TRY IT:
Where does the string "wooden" occur in the entries below? Copy every line where it does.

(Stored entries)
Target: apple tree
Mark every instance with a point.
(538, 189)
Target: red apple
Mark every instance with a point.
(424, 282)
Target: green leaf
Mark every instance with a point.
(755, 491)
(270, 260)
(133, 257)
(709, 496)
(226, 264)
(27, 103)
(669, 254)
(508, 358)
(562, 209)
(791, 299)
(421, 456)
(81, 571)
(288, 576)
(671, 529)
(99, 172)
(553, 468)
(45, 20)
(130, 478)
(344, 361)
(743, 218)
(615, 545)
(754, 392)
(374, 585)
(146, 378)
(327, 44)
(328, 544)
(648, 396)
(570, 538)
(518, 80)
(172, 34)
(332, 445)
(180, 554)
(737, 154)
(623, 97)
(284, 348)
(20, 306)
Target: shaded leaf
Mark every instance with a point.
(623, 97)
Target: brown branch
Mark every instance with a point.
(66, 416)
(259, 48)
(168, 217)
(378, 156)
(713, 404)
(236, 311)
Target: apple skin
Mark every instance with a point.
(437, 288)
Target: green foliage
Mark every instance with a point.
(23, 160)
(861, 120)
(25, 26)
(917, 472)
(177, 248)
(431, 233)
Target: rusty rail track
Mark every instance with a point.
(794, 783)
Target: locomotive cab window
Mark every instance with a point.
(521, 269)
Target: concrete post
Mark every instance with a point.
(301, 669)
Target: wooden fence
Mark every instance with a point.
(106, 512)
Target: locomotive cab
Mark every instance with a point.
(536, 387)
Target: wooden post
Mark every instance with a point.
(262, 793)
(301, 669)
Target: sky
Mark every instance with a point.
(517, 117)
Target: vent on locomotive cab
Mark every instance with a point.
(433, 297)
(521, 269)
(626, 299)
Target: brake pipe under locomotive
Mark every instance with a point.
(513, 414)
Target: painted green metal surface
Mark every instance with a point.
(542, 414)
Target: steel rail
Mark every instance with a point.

ANSWER AREA:
Target: wooden fence
Target: wooden post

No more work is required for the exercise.